Stated problem. Locate every line in the entries below that contains the word "lane" and copy each of those lines.

## Start Task inputs

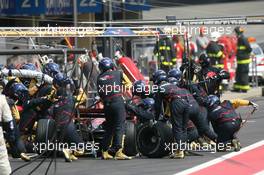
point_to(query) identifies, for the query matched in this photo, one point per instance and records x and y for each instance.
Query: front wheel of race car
(153, 138)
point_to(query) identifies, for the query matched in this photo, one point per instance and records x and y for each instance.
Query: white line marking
(259, 173)
(220, 159)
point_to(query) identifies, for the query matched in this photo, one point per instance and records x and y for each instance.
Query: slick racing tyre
(152, 139)
(130, 146)
(45, 130)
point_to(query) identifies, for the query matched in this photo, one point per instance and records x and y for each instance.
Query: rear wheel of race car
(130, 146)
(45, 131)
(152, 139)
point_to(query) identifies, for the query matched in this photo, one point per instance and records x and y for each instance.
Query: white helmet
(215, 35)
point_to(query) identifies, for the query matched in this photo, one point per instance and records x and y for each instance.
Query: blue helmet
(212, 100)
(204, 60)
(176, 73)
(61, 80)
(18, 91)
(51, 69)
(173, 80)
(29, 66)
(139, 88)
(157, 73)
(106, 64)
(148, 102)
(160, 79)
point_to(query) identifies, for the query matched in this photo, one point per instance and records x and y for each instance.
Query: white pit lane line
(221, 159)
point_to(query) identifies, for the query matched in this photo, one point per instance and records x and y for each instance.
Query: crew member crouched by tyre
(225, 120)
(198, 113)
(157, 77)
(109, 86)
(17, 145)
(211, 76)
(7, 124)
(179, 114)
(141, 105)
(63, 111)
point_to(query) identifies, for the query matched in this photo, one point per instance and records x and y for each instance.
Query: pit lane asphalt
(252, 132)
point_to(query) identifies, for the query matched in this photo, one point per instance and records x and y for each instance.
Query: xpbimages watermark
(89, 147)
(213, 148)
(147, 89)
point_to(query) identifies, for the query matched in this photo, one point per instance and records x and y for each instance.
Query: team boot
(236, 144)
(73, 157)
(67, 155)
(78, 153)
(179, 154)
(25, 157)
(121, 156)
(106, 155)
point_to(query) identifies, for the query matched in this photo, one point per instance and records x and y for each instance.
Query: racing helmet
(51, 69)
(139, 88)
(204, 60)
(212, 100)
(29, 66)
(176, 73)
(106, 64)
(18, 91)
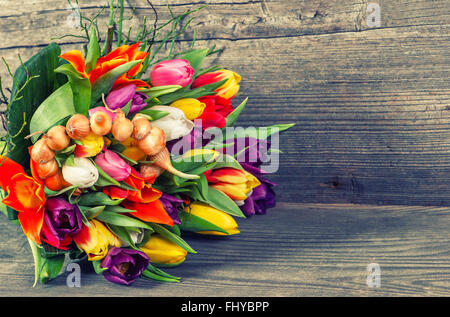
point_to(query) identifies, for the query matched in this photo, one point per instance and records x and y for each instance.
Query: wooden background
(372, 109)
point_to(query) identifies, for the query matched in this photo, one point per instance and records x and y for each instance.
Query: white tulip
(83, 173)
(175, 125)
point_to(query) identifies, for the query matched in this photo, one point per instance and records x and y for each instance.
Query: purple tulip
(120, 97)
(61, 221)
(172, 204)
(113, 165)
(111, 114)
(263, 196)
(172, 72)
(261, 199)
(124, 266)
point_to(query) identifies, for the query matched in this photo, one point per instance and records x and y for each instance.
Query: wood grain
(295, 250)
(371, 105)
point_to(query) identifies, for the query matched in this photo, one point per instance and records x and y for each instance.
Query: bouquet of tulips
(102, 164)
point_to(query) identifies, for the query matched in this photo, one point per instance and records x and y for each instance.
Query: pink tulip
(172, 72)
(113, 165)
(97, 109)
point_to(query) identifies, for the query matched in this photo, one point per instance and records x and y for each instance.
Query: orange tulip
(25, 195)
(119, 56)
(151, 212)
(144, 192)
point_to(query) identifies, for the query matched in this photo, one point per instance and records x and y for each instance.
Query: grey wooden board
(371, 105)
(295, 250)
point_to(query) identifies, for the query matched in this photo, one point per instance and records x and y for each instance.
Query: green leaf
(154, 269)
(81, 88)
(172, 237)
(46, 117)
(260, 133)
(98, 199)
(232, 117)
(118, 209)
(159, 278)
(154, 114)
(121, 220)
(93, 52)
(192, 223)
(222, 202)
(28, 99)
(185, 164)
(105, 82)
(226, 160)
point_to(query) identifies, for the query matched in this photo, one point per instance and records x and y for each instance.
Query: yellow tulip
(228, 89)
(95, 240)
(214, 216)
(236, 184)
(163, 251)
(191, 107)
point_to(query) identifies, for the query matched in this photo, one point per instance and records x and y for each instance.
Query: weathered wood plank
(295, 250)
(36, 22)
(371, 107)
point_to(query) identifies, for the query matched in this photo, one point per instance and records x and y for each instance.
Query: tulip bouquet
(100, 163)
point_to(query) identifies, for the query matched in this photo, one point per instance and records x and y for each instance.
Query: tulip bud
(92, 145)
(113, 165)
(215, 217)
(228, 89)
(236, 184)
(175, 125)
(82, 173)
(191, 107)
(172, 72)
(95, 240)
(120, 97)
(163, 252)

## End Task inputs

Task result.
Query: white pit lane line
Query: pit lane asphalt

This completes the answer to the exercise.